Prompt 1
Answer these questions using the speech.
(a) What does the speaker say youth unemployment in North Queensland has fallen from and to since the last election?
(b) How much money is announced for the James Cook University Tropical Enterprise Centre?
(c) How many beds will that funding free up in Cairns Hospital?
Prompt 2
List every distinct number, percentage, or dollar amount stated in the speech, counting repeated figures once.

But you know, since the last election, youth unemployment here has fallen from 28 per cent to 15.6 per cent. That’s what’s happened under our Government. Youth unemployment here in North Queensland, in Warren’s electorate has fallen from 28 per cent to 15.6 per cent. Now you might say why are you talking about that? Aren’t you going to talk about hospitals today? Yes I am going to talk about hospitals today. The reason I can announce today $60 million to support the James Cook University Tropical Enterprise Centre, that will free up 150 beds in Cairns Hospital and enable the fusion between the wonderful work we are seeing here done here with a teaching hospital and university here in North Queensland, the reason I can do that is because we’re running a strong economy and we’re running a strong Budget and with a strong economy youth unemployment falls, you get record employment growth, particularly for young people, which is what our Government, and the careful stewardship of our economy, is being is able to deliver. I am very pleased because we are running a strong economy we can invest and we can guarantee the essential services that Australians rely on.

[Stored items from a collection]
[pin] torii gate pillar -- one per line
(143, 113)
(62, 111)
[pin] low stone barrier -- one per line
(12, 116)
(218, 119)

Task solution 1
(a) From 28 per cent to 15.6 per cent.
(b) $60 million.
(c) 150 beds.

Task solution 2
- 28 per cent
- 15.6 per cent
- $60 million
- 150 (beds)